REQUIRED WORK:
Copy exactly the last part of the entries, starting from the line with "Every instance of the wooden coffee" and including the final line.

===== DATA LISTING =====

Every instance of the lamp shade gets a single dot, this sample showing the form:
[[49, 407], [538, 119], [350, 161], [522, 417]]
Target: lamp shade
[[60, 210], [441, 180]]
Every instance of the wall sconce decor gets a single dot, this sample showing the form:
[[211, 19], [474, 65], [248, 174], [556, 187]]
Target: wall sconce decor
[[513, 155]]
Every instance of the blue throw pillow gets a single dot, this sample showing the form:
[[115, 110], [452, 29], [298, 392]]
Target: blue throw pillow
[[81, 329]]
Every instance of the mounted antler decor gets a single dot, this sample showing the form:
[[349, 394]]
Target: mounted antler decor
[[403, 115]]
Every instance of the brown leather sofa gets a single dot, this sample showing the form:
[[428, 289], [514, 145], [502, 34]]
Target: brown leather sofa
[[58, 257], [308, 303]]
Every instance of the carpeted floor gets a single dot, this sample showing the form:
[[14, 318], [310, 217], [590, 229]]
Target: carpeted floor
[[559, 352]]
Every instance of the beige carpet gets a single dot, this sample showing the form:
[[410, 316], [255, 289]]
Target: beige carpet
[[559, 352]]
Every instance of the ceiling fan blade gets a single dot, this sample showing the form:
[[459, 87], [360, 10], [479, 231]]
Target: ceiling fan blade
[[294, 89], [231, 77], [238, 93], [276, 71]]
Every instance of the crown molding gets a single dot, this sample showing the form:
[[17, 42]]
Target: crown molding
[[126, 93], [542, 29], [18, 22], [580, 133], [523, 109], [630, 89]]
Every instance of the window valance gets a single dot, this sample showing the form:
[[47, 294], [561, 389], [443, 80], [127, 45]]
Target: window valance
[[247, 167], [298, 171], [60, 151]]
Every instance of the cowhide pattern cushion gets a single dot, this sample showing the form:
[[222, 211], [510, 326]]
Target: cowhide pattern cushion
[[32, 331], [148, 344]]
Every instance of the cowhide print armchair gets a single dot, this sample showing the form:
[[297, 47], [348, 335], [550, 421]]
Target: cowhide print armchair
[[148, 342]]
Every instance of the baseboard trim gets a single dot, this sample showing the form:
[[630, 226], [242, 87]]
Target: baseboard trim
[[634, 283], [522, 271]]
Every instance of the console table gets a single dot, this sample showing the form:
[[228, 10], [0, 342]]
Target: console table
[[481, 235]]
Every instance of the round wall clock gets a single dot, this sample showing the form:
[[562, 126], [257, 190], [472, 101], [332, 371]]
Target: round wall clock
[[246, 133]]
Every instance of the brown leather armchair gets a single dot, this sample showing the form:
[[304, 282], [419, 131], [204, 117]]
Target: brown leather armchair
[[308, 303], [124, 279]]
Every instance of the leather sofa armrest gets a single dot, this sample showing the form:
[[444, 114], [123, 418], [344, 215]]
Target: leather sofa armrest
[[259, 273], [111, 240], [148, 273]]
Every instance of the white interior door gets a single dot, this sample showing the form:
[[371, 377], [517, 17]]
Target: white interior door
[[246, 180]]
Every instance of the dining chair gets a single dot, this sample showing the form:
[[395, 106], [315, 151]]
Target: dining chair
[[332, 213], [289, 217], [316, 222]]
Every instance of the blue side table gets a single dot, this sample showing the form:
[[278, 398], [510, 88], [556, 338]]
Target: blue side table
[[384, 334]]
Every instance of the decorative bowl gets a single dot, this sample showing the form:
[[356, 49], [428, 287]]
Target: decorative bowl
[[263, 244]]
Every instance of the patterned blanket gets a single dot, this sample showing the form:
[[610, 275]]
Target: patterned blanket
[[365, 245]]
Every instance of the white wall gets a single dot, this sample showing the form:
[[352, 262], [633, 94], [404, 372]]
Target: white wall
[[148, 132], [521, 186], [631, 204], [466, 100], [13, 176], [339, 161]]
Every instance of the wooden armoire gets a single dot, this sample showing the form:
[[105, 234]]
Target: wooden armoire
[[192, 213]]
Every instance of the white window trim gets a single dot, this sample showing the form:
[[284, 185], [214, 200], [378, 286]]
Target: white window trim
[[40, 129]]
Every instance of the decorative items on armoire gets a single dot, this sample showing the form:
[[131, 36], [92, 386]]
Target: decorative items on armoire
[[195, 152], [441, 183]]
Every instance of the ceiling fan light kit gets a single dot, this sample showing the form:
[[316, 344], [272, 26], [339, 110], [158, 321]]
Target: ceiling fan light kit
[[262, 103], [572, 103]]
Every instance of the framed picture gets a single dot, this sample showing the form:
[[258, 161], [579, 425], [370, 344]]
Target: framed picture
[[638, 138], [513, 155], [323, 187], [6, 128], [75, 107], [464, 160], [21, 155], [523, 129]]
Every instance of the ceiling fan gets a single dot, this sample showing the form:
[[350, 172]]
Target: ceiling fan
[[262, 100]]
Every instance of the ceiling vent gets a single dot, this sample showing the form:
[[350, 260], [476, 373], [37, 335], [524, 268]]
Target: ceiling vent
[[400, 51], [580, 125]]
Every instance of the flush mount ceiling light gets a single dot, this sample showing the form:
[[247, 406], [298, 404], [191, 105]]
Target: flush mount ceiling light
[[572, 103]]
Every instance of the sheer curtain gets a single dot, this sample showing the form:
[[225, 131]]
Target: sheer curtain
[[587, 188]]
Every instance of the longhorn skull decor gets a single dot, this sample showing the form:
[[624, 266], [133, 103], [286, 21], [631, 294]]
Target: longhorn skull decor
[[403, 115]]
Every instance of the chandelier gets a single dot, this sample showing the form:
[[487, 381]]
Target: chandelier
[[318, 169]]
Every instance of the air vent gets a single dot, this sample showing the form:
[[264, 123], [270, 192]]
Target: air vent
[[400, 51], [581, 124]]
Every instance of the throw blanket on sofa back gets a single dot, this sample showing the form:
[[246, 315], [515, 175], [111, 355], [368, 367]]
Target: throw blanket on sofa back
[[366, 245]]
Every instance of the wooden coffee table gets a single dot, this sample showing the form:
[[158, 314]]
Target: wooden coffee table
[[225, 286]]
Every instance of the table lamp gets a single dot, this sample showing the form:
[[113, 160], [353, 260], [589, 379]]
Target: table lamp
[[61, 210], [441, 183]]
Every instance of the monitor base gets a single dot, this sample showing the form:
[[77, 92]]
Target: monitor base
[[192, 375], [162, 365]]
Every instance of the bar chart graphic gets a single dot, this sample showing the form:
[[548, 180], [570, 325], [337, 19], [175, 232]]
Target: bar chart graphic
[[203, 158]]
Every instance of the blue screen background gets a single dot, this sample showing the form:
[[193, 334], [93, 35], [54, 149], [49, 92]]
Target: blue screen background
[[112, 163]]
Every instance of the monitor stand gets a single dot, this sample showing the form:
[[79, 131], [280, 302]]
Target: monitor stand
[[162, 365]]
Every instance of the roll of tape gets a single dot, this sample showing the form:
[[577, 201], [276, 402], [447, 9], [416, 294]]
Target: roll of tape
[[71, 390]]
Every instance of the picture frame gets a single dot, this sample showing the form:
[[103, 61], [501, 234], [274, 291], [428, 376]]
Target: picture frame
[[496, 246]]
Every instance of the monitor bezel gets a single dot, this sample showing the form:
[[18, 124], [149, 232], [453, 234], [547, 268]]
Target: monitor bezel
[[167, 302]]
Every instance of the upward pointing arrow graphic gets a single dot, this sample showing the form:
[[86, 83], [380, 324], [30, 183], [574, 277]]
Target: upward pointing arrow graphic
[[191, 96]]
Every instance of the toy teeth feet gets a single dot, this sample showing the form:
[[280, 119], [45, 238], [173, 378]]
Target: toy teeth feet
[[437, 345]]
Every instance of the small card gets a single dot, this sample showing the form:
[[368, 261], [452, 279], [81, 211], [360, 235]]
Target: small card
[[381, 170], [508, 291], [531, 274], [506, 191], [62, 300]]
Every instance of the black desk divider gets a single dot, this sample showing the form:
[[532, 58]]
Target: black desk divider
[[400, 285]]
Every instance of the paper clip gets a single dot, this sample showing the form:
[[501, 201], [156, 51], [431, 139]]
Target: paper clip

=====

RESULT OF THIS TASK:
Every instance of the wooden coffee table gets a single dot, this sample showing the form:
[[158, 314]]
Target: wooden coffee table
[[225, 286]]
Every instance of the table lamp gets a single dot, this sample showing the form:
[[113, 160], [353, 260], [589, 379]]
Target: table lamp
[[61, 210], [441, 183]]
Every instance of the monitor base gets a single dot, this sample showing the form:
[[77, 92]]
Target: monitor base
[[192, 375], [162, 365]]
Every instance of the bar chart graphic gets a single dot, this sample showing the form:
[[548, 180], [570, 325], [337, 19], [175, 232]]
Target: bar chart graphic
[[203, 158]]
Every instance of the blue screen background gets a single dot, this sample showing the form:
[[193, 334], [93, 35], [54, 149], [49, 92]]
Target: blue screen background
[[112, 163]]
Every instance of the monitor stand gets a single dot, this sample showing the form:
[[79, 131], [280, 302]]
Target: monitor stand
[[162, 365]]
Every instance of the roll of tape gets a single dot, this sample showing the form:
[[577, 201], [276, 402], [447, 9], [416, 294]]
Target: roll of tape
[[71, 390]]
Every instance of the picture frame gets a single dot, this sample showing the form:
[[103, 61], [501, 234], [274, 291], [428, 376]]
Target: picture frame
[[496, 246]]
Every instance of the monitor bezel gets a single dot, this sample showing the form:
[[18, 124], [149, 232], [453, 234], [547, 268]]
Target: monitor bezel
[[167, 302]]
Every instance of the upward pointing arrow graphic gets a single dot, this sample showing the form:
[[86, 83], [380, 324], [30, 183], [574, 277]]
Target: upward pointing arrow graphic
[[191, 96]]
Every instance of the toy teeth feet gets a single dot, this sample showing the form:
[[280, 119], [45, 238], [173, 378]]
Target: toy teeth feet
[[437, 345]]
Every instance of the small card gets a single dot, this sample showing the form:
[[368, 261], [452, 279], [81, 211], [360, 235]]
Target: small card
[[381, 170], [508, 291], [531, 274], [506, 191], [62, 300]]
Every instance of the black desk divider gets a single dot, this sample showing the form:
[[532, 58]]
Target: black desk divider
[[400, 285]]
Every instance of the paper clip gets a single dot, this sample showing the form:
[[501, 201], [156, 51], [431, 139]]
Target: paper clip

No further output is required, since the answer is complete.